**Texte source:**
────

L’influence de Cheminade empêche-t-elle les banquiers de dormir ?


par Karel Vereycken

9 février 2012 (Nouvelle Solidarité) — Depuis que François Hollande, lors de son allocution au Bourget le 22 janvier, a évoqué l’urgence de séparer les activités des banques de dépôts de celles des banques d’affaires, nos banquiers semblent de plus en plus hantés par une idée cauchemardesque : la séparation totale, non pas des activités bancaires, mais des banques elles-mêmes, dans un remake du Glass-Steagall Act imposé par le président Franklin Roosevelt en 1933 et défendu depuis des années par l’économiste américain Lyndon LaRouche et Jacques Cheminade en France, deviendra-t-elle, au-delà des paroles, une réalité, ou pourra-t-on, en combinant les menaces et les sophismes, l’éviter ?

C’est d’outre-manche que sont venus les premières charges contre le candidat socialiste. D’après le Times, le maire de Londres Boris Johnson a déclaré : « Je ne veux pas me mêler de la politique intérieure française, mais nous tenons à éviter que les Français ne commettent une erreur qui porterait tort à l’économie britannique. Il est essentiel qu’un élément vital du secteur britannique des services [financiers] ne soit pas endommagé pour des questions de vindicte politique à court terme ».

Ensuite, c’était le tour au Wall Street Journal Europe de relancer l’attaque. Dans son édition du 2 février, Mark Grant, à la tête d’un grand fonds spéculatif de la place et un des « grands sorciers » de Wall Street semble jeter un sort à Hollande. Grant avertit « les marchés » que « l’homme qui cherche à remplacer le Président français Sarkozy a fait savoir qu’il cherchera à renégocier le nouvel accord fiscal de l’Union européenne risquant de couler l’alliance franco-allemande ». Alors que les dirigeants européens ont renouvelé leur soumission à une politique d’austérité suicidaire, la France, affirme Grant, « pourrait devenir l’épicentre d’une nouvelle onde de choc de la zone euro. Les politiques de Hollande et sa réticence devant des mesures d’austérité pourraient l’amener vers un affrontement avec la chancelière Angela Merkel (…) ».

Plus précis, en France, d’après Les Echos du 6 février, « jusqu’ici restés silencieux, les dirigeants des banques françaises ont commencé à réagir ces derniers jours aux propositions du candidat socialiste à l’élection présidentielle, François Hollande, notamment à celle visant à séparer, au sein des banques, les métiers de banque d’investissement et de banque de détail ».

────

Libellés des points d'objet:
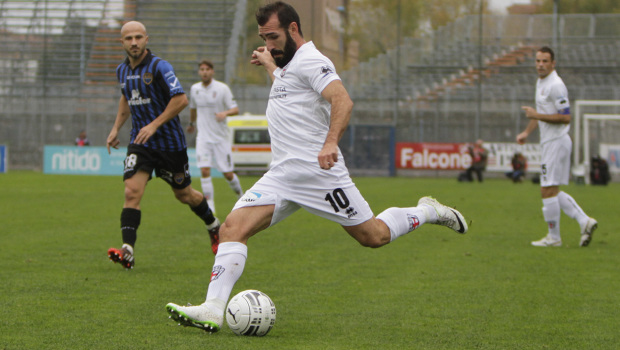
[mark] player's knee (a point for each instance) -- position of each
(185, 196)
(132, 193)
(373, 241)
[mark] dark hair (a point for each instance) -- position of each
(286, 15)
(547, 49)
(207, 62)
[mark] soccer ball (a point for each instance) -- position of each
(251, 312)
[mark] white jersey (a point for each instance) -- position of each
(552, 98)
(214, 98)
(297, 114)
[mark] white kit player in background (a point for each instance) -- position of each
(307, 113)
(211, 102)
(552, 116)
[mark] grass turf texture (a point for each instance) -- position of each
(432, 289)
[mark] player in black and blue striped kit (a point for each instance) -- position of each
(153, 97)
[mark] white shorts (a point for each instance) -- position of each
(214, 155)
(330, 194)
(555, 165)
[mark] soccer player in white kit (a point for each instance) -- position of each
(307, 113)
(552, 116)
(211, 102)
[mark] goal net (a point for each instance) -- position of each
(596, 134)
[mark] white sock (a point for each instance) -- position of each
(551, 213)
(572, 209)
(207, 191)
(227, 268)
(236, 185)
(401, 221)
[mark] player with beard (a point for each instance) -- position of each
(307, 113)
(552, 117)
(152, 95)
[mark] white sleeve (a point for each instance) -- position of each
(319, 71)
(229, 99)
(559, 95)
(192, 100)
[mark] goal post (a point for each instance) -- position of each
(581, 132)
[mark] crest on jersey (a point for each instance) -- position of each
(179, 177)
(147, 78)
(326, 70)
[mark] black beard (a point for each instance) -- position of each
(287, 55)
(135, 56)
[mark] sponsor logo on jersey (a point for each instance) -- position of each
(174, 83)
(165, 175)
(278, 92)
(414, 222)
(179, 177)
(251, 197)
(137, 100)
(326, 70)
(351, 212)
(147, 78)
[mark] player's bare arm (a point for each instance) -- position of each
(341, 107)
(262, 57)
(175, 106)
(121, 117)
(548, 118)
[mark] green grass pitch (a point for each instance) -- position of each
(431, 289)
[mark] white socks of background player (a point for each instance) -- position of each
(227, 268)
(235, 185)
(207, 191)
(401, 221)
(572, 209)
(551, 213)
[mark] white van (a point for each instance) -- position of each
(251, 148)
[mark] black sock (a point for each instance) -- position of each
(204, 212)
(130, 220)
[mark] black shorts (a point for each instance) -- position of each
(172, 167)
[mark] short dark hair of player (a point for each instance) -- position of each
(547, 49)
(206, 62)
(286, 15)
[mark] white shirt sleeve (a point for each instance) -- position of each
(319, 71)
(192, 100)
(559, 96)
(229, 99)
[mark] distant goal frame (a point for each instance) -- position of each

────

**Tâches à effectuer:**
1. Transcrivez fidèlement le passage du texte source qui commence par « par Karel Vereycken » et va jusqu'à « sophismes, l’éviter ? ».
2. Selon le texte source, quelle raison Boris Johnson avance-t-il pour vouloir empêcher les Français de commettre une erreur ? Répondez en une à trois phrases.

**Résultats par tâche:**
1.
par Karel Vereycken

9 février 2012 (Nouvelle Solidarité) — Depuis que François Hollande, lors de son allocution au Bourget le 22 janvier, a évoqué l’urgence de séparer les activités des banques de dépôts de celles des banques d’affaires, nos banquiers semblent de plus en plus hantés par une idée cauchemardesque : la séparation totale, non pas des activités bancaires, mais des banques elles-mêmes, dans un remake du Glass-Steagall Act imposé par le président Franklin Roosevelt en 1933 et défendu depuis des années par l’économiste américain Lyndon LaRouche et Jacques Cheminade en France, deviendra-t-elle, au-delà des paroles, une réalité, ou pourra-t-on, en combinant les menaces et les sophismes, l’éviter ?

2. D'après le Times, Boris Johnson veut éviter une erreur qui porterait tort à l'économie britannique. Il juge essentiel qu'un élément vital du secteur britannique des services financiers ne soit pas endommagé pour des questions de vindicte politique à court terme.